• _Pointing dataset records_:
>>>>>

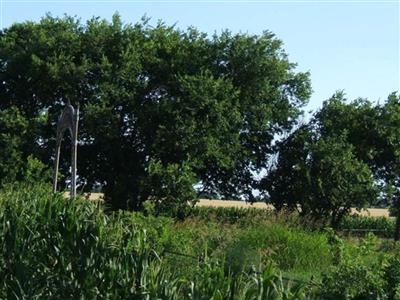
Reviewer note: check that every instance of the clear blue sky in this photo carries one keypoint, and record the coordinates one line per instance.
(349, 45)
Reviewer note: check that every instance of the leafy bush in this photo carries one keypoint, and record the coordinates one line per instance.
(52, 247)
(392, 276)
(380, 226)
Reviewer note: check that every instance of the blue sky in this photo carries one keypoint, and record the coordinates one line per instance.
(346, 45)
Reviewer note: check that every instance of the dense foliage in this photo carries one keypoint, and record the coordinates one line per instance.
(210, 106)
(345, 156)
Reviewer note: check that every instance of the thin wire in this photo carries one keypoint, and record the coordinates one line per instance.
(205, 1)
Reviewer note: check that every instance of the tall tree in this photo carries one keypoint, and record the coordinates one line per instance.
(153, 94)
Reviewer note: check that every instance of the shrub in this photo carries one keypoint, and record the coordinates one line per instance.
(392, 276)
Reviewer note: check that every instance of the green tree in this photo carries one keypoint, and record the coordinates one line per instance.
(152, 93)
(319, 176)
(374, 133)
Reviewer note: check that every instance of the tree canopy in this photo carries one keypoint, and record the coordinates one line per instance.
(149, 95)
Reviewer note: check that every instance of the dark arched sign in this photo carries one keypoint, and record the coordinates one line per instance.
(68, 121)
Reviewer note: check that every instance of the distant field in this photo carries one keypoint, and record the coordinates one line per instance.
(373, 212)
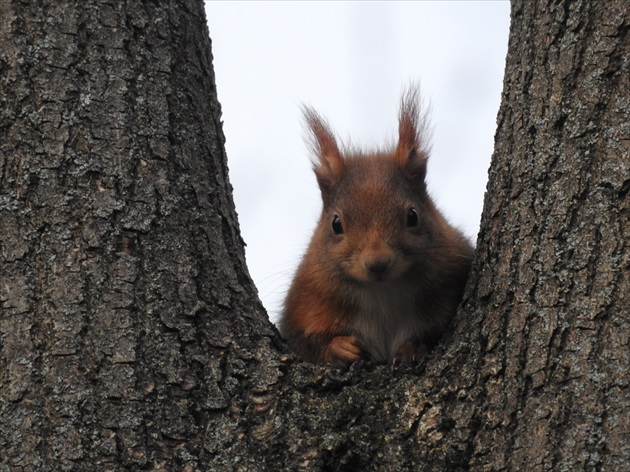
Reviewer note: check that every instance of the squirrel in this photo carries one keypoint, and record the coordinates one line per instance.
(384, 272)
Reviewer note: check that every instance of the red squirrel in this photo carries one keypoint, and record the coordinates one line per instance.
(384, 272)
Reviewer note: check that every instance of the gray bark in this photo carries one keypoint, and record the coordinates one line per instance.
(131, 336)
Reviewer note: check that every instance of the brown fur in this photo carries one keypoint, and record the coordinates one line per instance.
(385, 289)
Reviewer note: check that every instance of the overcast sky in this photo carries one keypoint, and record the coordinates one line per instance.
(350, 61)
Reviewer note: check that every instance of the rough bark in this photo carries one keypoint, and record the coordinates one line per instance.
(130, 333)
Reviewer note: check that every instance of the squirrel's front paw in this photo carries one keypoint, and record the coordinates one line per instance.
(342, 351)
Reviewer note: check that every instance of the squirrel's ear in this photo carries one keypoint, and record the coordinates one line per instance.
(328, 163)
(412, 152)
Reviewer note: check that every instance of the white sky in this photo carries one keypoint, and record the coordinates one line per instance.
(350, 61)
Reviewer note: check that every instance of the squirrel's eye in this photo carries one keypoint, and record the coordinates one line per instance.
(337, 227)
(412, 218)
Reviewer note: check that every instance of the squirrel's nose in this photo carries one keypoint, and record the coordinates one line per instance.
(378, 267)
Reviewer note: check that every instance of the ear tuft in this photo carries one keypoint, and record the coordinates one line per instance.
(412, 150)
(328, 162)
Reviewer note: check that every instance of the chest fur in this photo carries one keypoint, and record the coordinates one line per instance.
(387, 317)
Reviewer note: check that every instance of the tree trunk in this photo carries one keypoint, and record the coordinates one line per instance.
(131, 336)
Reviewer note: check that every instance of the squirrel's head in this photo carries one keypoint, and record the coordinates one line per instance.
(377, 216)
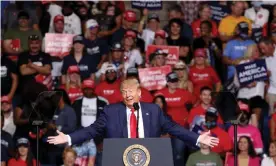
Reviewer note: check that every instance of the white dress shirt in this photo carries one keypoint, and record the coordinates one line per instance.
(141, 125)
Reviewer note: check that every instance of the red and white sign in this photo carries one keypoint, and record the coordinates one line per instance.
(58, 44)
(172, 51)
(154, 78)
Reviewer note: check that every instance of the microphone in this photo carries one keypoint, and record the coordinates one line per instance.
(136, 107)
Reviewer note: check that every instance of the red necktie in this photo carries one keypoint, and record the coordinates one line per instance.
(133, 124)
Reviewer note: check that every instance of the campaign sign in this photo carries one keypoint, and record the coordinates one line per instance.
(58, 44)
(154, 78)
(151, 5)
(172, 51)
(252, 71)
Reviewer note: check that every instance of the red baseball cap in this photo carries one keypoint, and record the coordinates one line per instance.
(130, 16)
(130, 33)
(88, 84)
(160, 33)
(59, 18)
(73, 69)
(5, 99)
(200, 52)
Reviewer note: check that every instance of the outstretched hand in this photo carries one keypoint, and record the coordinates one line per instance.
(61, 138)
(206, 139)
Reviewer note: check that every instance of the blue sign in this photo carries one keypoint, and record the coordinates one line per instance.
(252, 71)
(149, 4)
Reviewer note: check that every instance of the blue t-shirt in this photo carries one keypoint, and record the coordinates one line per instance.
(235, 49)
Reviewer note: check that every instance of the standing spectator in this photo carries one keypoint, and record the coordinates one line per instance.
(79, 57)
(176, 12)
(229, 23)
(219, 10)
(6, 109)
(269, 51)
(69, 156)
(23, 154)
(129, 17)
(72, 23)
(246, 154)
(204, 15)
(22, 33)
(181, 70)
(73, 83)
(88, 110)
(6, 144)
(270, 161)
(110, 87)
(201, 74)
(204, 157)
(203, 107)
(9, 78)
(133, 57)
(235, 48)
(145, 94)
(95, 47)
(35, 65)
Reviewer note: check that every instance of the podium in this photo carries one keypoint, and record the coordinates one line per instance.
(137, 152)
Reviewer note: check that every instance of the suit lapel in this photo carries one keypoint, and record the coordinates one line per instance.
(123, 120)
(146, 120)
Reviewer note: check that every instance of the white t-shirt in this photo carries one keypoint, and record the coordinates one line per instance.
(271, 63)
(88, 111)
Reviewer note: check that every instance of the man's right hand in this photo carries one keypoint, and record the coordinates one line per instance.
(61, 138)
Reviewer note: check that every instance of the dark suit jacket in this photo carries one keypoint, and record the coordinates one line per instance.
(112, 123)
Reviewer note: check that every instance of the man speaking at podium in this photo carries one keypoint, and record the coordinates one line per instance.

<<<<<

• _Problem details_: Using the data above, print every line exactly, omitting pictures.

• _Exercise output_:
Reviewer note: check that every instance of the clear blue sky in this photo carries one keypoint, and record the coordinates one line per instance.
(349, 45)
Reviewer note: check that every instance of the leafy bush in this photo carries one keypoint, and record the coordinates one line per instance.
(52, 247)
(392, 276)
(380, 226)
Reviewer note: check that every instance of the blue sky in this photo carries one keypoint, and record the coordinates one line per instance.
(346, 45)
Reviewer note: check that every instance of the dense foliage in this photo carries one keypoint, and record the coordinates one line per instance.
(210, 106)
(345, 156)
Reviewer note: check that every instance of the thin wire in this photo carries one keypoint, and record the coordinates one line per instance.
(205, 1)
Reviewer note: check that every instance of the tall tree in this photo carries one keypoint, and record the coordinates one line per instance.
(153, 94)
Reviewer note: check that every instance of the shrub in this photo carries one keypoint, and record the coordinates one line per instance.
(392, 276)
Reviewer note: check that every instance of the green tree in this photo carries one keypoint, and record the coordinates one line per instance.
(152, 93)
(319, 176)
(374, 133)
Reviewer note: check that every instance of the tree canopy in this photo carries one keypoint, and record the coordinates one line per instance.
(149, 95)
Reviewer note: check that every instance of the dark arched sign in this photo carries one keypoint, and record the coordinates one line per instance.
(68, 121)
Reviewer note: check that every instance of the distant field in this photo carries one keypoint, and record the coordinates one line per instance.
(373, 212)
Reviewer note: check that every instance of the squirrel in this photo carries one keypoint, and record the coordinates one line per instance.
(384, 272)
Reviewer note: check that every instance of the red squirrel in this photo carries one keypoint, and record the coordinates one line per instance.
(384, 272)
Reviewer note: check that every instance of the gray bark in this photo carries one keypoint, and record the coordinates one line per instance.
(131, 336)
Reviewer note: check that every instance of the brown fur in this photo carries one keypoint, and record the coordinates one line per instance.
(385, 289)
Reviewer note: check that every instance of the overcast sky in this photo carries one keypoint, and record the coordinates one line per instance.
(350, 61)
Reviewer note: check that every instance of the rough bark in this photo carries one keypoint, and record the coordinates one line per instance.
(130, 333)
Reviewer note: check that every instance of the squirrel's front paw in this photo carries one keypoint, and record the coordinates one line per instance.
(342, 351)
Reviewer note: check that every instance of the squirrel's ear in this photo carries one keypoint, and record the coordinates one line per instance.
(328, 163)
(412, 152)
Reviewer note: check that every instance of the white sky in this photo carries one keypoint, and record the coordinates one line per instance.
(350, 61)
Reviewer note: check that every instance of the squirrel's eye in this photo carries one keypoint, and record the coordinates one line per instance.
(337, 227)
(412, 218)
Reviewer note: check that every instance of the squirrel's nose in this photo carries one keypoint, and record the coordinates one line per instance.
(378, 267)
Reviewer note: check that every instance of the ear tuft in this photo carries one keypoint, and record the coordinates one line per instance.
(412, 150)
(328, 162)
Reviewer note: check that every instance of the chest fur in this photo carries one keypoint, and record the coordinates one line per instance.
(387, 317)
Reviewer note: check that every instance of the tree trunk in this photo carries one keypoint, and record the coordinates one line per instance.
(131, 336)
Reviewer note: check that every instance of the squirrel's head in this photo carries one keypoint, and record the coordinates one line per instance.
(377, 216)
Reviewer note: check that every instance of the white dress shirt in this photo carries one keypoint, and record the coordinates one line per instance.
(141, 125)
Reviewer note: check that every instance of the red and white sign in this photo carries one keypoint, and record the coordinates one line per instance.
(58, 44)
(172, 51)
(154, 78)
Reviewer note: check that every instance of the microphone in this photo carries one keypoint, and record the coordinates one line per instance.
(136, 107)
Reviewer note: check that every instance of the red necktie in this photo carries one keypoint, and record the coordinates one line per instance.
(133, 124)
Reviewer note: check that every instance of the campaign sign in this photo carries one keypoint, and record the coordinates one line per instance.
(58, 44)
(154, 78)
(151, 5)
(172, 51)
(252, 71)
Reviewer note: check that every instance of the red baseball cap in this photo carries one keypoint, and record the coordinates one line per instance.
(130, 16)
(130, 33)
(88, 84)
(160, 33)
(59, 18)
(73, 69)
(5, 99)
(200, 52)
Reviewer note: check that every instance of the outstretched hand in this photo carries one keypoint, and record the coordinates one line per instance.
(61, 138)
(206, 139)
Reviewer note: check that every instance of the blue sign in this photo carries one keypoint, and record the coordinates one line per instance.
(252, 71)
(149, 4)
Reviewer note: check that every instance of the blue t-shirt in this photo carries one keypoint, and record the coordinates one line per instance.
(235, 49)
Reviewer note: check that every instance of the standing spectator in this photo carries one keypoint, and record the coordinates one line per instance.
(79, 57)
(176, 12)
(229, 23)
(219, 10)
(6, 109)
(269, 51)
(69, 156)
(23, 154)
(129, 17)
(72, 23)
(246, 154)
(204, 15)
(22, 33)
(181, 70)
(73, 83)
(88, 110)
(6, 144)
(270, 161)
(110, 87)
(201, 74)
(204, 157)
(203, 107)
(9, 78)
(133, 57)
(235, 48)
(145, 94)
(95, 47)
(35, 65)
Reviewer note: check that every instance of the podium in this photo carries one keypoint, and record the coordinates one line per instance.
(137, 152)
Reviewer note: check that every instance of the suit lapel in this photo carries one keypoint, and record the coordinates one line per instance.
(123, 120)
(146, 120)
Reviewer note: check that every instance of the white t-shirt in this photo carries one keypoint, and record the coordinates one line per instance.
(271, 63)
(88, 111)
Reviewer note: check that every instance of the man's right hand in this photo carries one keypoint, and record the coordinates one line per instance.
(61, 138)
Reviewer note: check that every instance of the dark suit jacket in this photo carries one keypoint, and record the coordinates one line per instance.
(112, 123)
Reviewer note: check that every instance of the man speaking at podium in this photo carries one keypoint, and record the coordinates one line per instance.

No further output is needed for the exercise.